Render the lines of the listing below, from the line with "green grass in" to the line with "point(348, 110)", as a JSON list of strings with one string per line and blank lines omitted. Include both end lines and nothing outside that range.
## start Source data
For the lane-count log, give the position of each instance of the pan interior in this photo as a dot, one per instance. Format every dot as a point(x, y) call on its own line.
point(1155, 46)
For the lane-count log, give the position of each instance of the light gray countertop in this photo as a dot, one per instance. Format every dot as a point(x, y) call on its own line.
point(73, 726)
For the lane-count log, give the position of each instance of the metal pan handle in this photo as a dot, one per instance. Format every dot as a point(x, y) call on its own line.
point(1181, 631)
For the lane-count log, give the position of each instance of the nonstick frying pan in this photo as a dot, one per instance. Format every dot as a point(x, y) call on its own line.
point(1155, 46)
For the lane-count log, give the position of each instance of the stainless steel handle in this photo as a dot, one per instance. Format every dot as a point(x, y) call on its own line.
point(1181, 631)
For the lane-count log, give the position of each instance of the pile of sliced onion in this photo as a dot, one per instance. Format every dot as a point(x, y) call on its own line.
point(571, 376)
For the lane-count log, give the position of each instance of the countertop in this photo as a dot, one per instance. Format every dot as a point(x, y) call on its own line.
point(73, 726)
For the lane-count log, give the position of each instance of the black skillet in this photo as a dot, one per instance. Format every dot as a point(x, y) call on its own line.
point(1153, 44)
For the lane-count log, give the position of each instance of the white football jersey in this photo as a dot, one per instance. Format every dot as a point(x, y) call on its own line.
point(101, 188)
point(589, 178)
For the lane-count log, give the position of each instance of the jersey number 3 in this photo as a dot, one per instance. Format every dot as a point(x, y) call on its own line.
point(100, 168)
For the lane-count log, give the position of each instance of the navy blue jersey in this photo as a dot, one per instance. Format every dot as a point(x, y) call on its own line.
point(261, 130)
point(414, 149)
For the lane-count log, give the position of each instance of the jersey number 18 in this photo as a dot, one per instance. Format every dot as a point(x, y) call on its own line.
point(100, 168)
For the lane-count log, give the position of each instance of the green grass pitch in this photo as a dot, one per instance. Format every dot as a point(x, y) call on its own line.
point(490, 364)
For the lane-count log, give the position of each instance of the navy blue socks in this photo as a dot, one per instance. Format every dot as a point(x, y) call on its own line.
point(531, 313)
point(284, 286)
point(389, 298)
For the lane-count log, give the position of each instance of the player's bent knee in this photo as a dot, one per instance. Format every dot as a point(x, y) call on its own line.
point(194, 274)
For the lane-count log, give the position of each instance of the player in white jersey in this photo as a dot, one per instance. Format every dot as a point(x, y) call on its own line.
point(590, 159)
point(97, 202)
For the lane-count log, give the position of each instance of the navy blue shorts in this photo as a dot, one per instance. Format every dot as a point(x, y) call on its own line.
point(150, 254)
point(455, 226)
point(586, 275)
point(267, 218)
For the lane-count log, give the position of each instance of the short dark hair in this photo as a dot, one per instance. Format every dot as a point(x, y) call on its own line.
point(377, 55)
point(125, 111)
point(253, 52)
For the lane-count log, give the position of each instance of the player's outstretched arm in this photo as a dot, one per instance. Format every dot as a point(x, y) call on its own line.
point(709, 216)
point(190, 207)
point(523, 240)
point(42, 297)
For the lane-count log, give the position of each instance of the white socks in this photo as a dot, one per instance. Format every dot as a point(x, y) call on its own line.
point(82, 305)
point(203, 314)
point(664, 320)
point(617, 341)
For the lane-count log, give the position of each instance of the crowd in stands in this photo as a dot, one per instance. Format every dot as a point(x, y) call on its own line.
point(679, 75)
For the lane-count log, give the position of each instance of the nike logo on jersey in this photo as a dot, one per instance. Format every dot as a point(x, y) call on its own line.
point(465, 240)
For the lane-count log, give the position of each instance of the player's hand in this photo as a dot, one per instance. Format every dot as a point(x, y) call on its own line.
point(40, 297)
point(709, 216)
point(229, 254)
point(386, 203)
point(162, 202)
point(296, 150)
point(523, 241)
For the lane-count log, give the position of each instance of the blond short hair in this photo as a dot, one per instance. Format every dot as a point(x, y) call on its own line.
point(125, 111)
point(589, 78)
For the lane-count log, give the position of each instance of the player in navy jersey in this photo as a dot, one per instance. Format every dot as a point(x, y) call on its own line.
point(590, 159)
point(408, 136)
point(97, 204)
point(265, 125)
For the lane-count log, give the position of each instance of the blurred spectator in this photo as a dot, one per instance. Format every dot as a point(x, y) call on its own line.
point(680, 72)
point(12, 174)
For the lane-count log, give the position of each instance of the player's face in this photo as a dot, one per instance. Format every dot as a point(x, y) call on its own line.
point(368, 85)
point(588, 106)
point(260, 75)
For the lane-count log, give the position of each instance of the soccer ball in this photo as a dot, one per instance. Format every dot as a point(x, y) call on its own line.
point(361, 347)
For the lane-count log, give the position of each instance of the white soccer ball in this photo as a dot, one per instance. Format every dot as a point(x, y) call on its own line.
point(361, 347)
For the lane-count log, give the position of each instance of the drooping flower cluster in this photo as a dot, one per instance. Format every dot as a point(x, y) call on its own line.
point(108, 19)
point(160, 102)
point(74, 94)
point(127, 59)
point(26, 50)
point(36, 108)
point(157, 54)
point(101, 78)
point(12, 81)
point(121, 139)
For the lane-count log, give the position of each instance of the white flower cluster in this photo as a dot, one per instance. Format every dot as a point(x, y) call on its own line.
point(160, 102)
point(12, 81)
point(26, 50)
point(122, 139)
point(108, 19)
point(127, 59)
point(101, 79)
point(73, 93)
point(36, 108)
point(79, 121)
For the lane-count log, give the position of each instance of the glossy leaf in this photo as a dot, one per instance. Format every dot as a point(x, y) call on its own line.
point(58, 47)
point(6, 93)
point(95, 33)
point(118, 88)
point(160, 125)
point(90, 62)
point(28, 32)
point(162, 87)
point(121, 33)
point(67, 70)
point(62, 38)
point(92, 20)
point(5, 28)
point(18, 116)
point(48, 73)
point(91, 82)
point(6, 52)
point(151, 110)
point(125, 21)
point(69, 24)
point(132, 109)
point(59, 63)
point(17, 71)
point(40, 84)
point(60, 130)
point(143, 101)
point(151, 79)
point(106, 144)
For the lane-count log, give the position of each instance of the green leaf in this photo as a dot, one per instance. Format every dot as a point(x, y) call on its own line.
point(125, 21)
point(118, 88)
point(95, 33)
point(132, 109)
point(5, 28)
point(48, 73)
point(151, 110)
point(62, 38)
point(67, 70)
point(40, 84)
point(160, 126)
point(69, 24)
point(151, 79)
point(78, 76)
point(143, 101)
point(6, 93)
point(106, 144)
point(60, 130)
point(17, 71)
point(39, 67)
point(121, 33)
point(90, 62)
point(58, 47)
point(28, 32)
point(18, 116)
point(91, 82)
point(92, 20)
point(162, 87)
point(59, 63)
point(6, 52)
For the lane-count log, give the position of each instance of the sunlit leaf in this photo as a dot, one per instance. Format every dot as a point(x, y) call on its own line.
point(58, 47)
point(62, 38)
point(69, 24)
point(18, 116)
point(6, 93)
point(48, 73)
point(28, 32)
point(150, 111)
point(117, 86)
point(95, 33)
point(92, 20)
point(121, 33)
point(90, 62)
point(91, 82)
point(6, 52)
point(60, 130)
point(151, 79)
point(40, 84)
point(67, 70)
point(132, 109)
## end Source data
## start Source data
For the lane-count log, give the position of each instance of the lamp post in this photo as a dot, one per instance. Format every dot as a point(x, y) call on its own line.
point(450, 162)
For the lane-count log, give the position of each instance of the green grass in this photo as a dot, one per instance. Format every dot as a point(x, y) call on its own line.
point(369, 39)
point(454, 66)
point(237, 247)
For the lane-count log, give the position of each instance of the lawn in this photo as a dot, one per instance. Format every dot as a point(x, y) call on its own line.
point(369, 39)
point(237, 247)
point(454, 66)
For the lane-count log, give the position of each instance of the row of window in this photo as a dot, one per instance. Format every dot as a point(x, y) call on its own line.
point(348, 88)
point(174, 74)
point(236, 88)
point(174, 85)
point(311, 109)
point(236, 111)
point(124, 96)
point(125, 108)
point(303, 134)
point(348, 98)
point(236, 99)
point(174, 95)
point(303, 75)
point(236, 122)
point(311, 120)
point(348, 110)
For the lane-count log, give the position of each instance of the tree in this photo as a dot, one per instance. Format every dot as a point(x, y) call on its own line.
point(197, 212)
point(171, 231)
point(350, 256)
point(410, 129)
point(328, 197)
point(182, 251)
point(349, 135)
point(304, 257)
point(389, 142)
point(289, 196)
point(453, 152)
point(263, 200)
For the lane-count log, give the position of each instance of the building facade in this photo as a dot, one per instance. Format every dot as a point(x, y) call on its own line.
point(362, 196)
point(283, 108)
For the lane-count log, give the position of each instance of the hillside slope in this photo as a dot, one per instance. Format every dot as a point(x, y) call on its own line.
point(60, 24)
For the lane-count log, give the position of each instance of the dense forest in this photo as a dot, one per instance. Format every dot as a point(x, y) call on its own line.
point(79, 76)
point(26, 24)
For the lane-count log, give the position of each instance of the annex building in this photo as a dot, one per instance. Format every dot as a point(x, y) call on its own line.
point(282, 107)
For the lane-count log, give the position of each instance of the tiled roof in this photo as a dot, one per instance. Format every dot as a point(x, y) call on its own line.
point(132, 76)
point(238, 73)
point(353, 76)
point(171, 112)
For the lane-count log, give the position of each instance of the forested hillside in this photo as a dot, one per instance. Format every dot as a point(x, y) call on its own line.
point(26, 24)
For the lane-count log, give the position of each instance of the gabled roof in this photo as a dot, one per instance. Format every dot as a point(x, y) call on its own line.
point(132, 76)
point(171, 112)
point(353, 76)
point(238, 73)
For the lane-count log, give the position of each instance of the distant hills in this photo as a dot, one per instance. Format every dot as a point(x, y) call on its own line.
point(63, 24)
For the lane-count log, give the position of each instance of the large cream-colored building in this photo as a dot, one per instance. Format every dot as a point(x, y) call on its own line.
## end Source data
§ **The solution**:
[
  "For the lane-count log, give the position of each instance of the green grass in this photo as a dot, one per instance. Format every dot as a point(x, y) call on its own line.",
  "point(369, 39)",
  "point(454, 66)",
  "point(237, 247)",
  "For the lane-count log, give the position of each instance of the lawn in this photo as a dot, one per instance. Format every dot as a point(x, y) call on its own line.",
  "point(369, 39)",
  "point(237, 247)",
  "point(454, 66)",
  "For the lane-count log, give the position of each instance of the row of window in this photo as a dot, one per instance. Format every dot as a point(x, y) call on its own line.",
  "point(348, 88)",
  "point(174, 74)",
  "point(236, 88)",
  "point(174, 85)",
  "point(311, 109)",
  "point(236, 111)",
  "point(124, 96)",
  "point(125, 108)",
  "point(303, 134)",
  "point(348, 98)",
  "point(236, 99)",
  "point(174, 95)",
  "point(303, 75)",
  "point(236, 122)",
  "point(311, 120)",
  "point(348, 110)"
]